## Aim
Rewrite the entries below from the line containing "Each instance of the open" through the end of the entries, replacing "purple" with "violet" and leaving everything else unchanged.

## Data
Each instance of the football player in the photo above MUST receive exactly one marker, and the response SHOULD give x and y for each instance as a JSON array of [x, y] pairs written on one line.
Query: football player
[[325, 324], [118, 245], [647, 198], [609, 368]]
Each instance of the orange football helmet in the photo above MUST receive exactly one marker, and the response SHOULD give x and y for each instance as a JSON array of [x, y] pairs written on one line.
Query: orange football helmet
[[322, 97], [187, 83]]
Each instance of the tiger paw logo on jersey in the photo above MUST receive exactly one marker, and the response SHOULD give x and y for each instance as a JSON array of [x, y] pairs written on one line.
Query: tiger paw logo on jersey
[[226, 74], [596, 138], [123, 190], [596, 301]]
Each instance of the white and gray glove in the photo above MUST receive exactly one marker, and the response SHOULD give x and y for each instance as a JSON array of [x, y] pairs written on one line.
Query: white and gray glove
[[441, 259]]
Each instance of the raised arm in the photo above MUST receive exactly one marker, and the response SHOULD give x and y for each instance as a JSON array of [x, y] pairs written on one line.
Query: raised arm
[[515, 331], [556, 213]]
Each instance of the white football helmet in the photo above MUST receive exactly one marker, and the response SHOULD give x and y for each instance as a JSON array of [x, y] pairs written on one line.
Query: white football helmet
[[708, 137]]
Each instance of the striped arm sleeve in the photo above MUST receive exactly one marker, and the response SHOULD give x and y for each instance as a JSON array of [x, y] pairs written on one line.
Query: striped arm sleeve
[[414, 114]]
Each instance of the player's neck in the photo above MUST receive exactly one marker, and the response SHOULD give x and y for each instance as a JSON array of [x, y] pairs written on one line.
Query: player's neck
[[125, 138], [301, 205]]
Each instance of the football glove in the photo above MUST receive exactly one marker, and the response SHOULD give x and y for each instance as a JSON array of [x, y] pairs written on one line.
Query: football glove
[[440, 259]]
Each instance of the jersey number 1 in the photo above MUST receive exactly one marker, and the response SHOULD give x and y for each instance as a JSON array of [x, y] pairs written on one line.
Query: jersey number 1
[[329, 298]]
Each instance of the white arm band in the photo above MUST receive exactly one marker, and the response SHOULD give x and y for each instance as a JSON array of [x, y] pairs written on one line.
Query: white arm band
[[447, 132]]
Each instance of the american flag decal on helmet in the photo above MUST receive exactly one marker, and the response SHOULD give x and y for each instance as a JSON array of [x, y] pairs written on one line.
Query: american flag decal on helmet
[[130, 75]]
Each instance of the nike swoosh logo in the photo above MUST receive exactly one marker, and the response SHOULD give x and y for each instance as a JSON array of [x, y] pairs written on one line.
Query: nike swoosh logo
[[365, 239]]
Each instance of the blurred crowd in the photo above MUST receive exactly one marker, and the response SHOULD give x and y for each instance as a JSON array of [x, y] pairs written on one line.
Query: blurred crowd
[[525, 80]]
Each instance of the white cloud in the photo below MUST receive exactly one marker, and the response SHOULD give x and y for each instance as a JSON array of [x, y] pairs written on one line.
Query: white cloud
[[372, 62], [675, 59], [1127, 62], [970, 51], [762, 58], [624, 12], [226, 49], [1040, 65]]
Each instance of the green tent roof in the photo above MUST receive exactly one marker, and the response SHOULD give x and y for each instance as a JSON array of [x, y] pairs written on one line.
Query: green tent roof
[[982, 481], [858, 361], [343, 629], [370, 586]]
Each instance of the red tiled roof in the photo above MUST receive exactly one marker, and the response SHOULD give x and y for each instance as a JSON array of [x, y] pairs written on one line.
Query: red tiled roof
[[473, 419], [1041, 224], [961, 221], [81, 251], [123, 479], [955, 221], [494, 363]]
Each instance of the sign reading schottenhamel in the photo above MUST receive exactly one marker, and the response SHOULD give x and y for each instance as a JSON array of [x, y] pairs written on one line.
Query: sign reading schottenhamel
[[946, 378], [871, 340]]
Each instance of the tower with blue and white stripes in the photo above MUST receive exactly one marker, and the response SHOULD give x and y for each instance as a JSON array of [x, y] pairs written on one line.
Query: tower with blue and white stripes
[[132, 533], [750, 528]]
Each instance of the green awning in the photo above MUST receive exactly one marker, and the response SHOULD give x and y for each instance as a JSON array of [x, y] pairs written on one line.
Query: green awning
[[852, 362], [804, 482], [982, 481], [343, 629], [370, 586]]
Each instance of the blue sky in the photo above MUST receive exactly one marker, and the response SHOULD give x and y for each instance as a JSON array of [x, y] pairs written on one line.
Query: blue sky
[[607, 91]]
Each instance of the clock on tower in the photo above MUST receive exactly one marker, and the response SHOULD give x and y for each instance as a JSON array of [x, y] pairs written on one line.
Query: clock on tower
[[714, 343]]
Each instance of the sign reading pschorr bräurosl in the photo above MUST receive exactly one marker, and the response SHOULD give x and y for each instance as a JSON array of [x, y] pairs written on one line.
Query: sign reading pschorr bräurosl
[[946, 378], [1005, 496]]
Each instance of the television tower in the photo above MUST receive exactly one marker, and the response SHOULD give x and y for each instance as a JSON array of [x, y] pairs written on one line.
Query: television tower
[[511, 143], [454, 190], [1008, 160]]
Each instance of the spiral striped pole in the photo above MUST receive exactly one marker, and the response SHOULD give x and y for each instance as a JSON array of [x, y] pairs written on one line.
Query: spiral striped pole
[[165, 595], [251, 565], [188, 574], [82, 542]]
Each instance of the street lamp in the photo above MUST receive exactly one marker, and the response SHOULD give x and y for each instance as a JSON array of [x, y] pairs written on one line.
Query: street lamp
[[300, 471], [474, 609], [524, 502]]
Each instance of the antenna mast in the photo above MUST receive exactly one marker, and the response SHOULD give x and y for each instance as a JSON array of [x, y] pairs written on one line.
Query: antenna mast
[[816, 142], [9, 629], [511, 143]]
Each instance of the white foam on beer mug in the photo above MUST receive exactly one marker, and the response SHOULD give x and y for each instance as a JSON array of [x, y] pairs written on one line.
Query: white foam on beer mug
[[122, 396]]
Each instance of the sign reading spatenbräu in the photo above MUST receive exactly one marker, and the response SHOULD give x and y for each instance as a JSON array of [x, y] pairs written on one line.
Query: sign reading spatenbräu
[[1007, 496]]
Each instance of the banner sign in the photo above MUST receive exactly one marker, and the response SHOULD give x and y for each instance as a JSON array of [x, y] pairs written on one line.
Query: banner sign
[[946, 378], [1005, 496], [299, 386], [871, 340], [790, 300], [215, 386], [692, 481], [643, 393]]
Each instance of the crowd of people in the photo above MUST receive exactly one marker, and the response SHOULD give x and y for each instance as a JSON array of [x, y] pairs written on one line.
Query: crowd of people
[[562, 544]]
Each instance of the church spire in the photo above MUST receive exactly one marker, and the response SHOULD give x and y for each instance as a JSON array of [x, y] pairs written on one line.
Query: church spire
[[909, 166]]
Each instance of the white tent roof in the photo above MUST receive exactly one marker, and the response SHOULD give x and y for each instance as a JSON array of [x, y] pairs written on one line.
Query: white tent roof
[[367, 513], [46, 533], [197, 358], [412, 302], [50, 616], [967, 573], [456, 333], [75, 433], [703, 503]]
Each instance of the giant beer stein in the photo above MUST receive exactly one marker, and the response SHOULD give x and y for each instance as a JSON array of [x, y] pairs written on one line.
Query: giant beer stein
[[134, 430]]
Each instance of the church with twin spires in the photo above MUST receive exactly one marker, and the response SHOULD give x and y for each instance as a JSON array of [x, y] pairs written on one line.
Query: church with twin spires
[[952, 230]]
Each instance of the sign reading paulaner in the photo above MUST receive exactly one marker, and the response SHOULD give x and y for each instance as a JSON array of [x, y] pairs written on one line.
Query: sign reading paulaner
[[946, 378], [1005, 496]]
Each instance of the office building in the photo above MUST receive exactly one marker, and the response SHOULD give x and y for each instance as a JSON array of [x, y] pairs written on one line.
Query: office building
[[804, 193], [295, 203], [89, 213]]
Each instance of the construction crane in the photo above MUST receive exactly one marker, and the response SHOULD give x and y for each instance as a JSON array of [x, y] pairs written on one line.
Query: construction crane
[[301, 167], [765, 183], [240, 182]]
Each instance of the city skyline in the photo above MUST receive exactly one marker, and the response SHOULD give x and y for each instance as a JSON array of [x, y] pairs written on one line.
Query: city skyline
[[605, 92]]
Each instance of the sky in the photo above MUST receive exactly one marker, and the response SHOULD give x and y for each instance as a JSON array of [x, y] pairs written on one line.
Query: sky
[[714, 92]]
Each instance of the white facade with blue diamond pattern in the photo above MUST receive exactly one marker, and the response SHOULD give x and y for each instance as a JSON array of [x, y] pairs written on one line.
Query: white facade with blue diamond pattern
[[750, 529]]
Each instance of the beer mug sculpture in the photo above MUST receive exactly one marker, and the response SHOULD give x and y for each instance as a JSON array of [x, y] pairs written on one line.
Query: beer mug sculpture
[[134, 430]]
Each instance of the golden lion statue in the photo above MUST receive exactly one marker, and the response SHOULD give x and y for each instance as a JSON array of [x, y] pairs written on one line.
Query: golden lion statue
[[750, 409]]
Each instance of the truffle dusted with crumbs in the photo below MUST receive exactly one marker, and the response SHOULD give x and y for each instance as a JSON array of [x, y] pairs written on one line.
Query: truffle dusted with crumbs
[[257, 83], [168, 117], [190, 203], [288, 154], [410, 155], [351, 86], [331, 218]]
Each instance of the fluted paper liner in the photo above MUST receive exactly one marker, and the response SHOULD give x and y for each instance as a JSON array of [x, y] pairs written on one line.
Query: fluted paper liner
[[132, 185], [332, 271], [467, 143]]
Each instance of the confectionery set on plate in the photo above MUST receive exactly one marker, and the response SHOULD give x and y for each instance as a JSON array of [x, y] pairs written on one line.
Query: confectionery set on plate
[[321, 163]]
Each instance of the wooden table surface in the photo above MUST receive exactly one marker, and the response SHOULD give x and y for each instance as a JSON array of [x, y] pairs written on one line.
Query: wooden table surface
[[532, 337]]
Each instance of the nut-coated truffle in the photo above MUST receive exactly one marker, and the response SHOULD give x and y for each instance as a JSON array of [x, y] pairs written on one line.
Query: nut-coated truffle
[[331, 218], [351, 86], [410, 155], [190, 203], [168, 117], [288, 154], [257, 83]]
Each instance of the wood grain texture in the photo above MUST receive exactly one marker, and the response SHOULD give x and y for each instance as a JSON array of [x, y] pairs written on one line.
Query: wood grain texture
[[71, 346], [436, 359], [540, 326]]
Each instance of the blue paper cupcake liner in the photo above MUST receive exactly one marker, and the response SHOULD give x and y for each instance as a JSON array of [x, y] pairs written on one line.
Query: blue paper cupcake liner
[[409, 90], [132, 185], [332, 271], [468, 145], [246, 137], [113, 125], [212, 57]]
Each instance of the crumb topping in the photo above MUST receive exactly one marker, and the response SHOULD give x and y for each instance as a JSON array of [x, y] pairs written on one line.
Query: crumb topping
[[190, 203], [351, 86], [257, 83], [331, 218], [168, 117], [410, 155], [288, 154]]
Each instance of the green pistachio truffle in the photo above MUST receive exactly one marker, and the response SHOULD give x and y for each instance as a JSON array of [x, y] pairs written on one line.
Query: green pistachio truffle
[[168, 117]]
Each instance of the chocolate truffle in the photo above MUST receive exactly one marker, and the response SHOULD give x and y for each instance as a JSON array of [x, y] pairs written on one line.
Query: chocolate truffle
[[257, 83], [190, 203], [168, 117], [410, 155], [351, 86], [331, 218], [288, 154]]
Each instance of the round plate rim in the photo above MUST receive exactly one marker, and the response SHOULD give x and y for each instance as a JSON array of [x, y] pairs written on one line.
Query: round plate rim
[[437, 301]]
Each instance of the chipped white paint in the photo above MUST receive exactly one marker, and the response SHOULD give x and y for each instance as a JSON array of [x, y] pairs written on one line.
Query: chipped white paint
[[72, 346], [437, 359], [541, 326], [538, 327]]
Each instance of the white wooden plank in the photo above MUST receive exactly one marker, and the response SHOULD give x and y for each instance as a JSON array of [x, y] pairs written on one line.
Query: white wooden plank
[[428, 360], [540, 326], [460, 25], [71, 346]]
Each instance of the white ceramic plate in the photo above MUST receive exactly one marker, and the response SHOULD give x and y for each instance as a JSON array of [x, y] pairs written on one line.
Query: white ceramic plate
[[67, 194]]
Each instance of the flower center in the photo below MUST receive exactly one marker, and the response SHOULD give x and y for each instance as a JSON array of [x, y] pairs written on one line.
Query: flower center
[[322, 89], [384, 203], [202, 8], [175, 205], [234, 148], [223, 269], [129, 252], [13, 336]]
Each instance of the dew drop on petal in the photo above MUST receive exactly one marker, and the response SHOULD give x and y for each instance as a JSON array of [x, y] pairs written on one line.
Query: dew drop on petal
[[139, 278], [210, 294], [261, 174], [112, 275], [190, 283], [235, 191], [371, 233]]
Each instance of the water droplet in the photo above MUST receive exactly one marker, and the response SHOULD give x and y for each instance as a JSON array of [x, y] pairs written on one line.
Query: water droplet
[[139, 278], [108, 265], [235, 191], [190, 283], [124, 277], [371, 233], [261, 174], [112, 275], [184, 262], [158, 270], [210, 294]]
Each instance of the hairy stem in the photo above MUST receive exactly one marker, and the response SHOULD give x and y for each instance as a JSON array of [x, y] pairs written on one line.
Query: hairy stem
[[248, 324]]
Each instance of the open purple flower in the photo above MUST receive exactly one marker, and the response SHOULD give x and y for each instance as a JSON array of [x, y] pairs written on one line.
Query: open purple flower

## Task output
Each instance of the open violet flower in the photo above MUST receive exactly one marker, and the response SHOULD give x and y for each instance as a JSON array of [x, y] pairs written on one line.
Query: open violet flower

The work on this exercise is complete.